SOURCE DOCUMENT »

Pattern 1: Rabin-Karp String Matching

Find all occurrences of pattern $t$ in text $s$. Hash $t$, then slide a window of length $|t|$ over $s$ comparing hashes.

auto target = ht.query(0, m - 1);
for (int i = 0; i + m <= n; i++)
    if (hs.query(i, i + m - 1) == target)
        // match at position i

Problems: CF 271D, CF 126B

Pattern 2: Longest Common Substring via Binary Search + Hashing

Binary search on length $k$. For each $k$, hash all substrings of length $k$ from both strings, check for common hash in a set.

auto check = [&](int k) -> bool {
    unordered_set<long long> seen;
    for (int i = 0; i + k <= n; i++)
        seen.insert(combine(hs.query(i, i + k - 1)));
    for (int i = 0; i + k <= m; i++)
        if (seen.count(combine(ht.query(i, i + k - 1))))

[Dataset entries about object locations]
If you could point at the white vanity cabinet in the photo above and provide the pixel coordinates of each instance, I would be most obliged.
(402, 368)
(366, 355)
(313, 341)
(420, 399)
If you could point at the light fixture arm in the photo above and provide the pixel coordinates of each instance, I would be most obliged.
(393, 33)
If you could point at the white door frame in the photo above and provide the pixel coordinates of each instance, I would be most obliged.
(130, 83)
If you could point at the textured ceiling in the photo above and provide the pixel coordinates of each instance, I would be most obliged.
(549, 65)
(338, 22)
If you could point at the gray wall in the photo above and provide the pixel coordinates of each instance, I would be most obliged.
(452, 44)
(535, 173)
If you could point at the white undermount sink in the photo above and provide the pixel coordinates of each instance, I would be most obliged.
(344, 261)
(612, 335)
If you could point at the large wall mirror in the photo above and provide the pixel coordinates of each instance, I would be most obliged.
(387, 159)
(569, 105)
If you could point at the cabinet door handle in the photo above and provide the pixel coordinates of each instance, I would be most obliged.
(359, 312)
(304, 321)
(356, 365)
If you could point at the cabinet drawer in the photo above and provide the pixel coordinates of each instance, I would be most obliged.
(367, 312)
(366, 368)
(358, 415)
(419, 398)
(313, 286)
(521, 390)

DIRECTIVES »
a - Reproduce the part of the string hashing notes that begins with the words containing "Pattern 2: Longest" and ends with "(seen.count(combine(ht.query(i, i + k - 1))))".
b - Answer these questions using the string hashing notes:
(i) Which two problems are listed for Rabin-Karp string matching?
(ii) In the longest common substring pattern, what is the binary search performed on?
(iii) Where does the longest common substring pattern check for a common hash?
c - Continue the string hashing notes from the point where they stop.

WRITTEN RESPONSES »
a -
Pattern 2: Longest Common Substring via Binary Search + Hashing

Binary search on length $k$. For each $k$, hash all substrings of length $k$ from both strings, check for common hash in a set.

auto check = [&](int k) -> bool {
    unordered_set<long long> seen;
    for (int i = 0; i + k <= n; i++)
        seen.insert(combine(hs.query(i, i + k - 1)));
    for (int i = 0; i + k <= m; i++)
        if (seen.count(combine(ht.query(i, i + k - 1))))

b -
(i) CF 271D and CF 126B.
(ii) The length $k$.
(iii) In a set.

c -
            return true;
    return false;
};
// binary search on k in [0, min(n, m)]

Total: $O((n+m)\log min(n,m))$.

Problems: CF 580E

Pattern 3: Palindrome Check

A substring $s[l..r]$ is a palindrome iff its forward hash equals its reverse hash. Build hashes for both $s$ and $\text{reverse}(s)$.

// forward hash of s[l..r]
auto fwd = hs.query(l, r);
// reverse hash: position in reversed string is (n-1-r)..(n-1-l)
auto rev = hr.query(n - 1 - r, n - 1 - l);
bool is_palindrome = (fwd == rev);

Problems: CF 7D, CF 1326D2

Pattern 4: Count Distinct Substrings

Hash every substring of every length, insert into a set. The set size is the answer.

set<pair<long long,long long>> distinct;
for (int len = 1; len <= n; len++)
    for (int i = 0; i + len <= n; i++)
        distinct.insert(hs.query(i, i + len - 1));
cout << distinct.size();

$O(n^2\log n)$ -- good enough for $n\le 3000$. For larger $n$, use suffix array.

Problems: CF 271D, SPOJ DISUBSTR

Pattern 5: Longest Common Prefix (LCP) with Binary Search

Binary search on the length of the common prefix of $s[i..]$ and $s[j..]$. Check equality via hash.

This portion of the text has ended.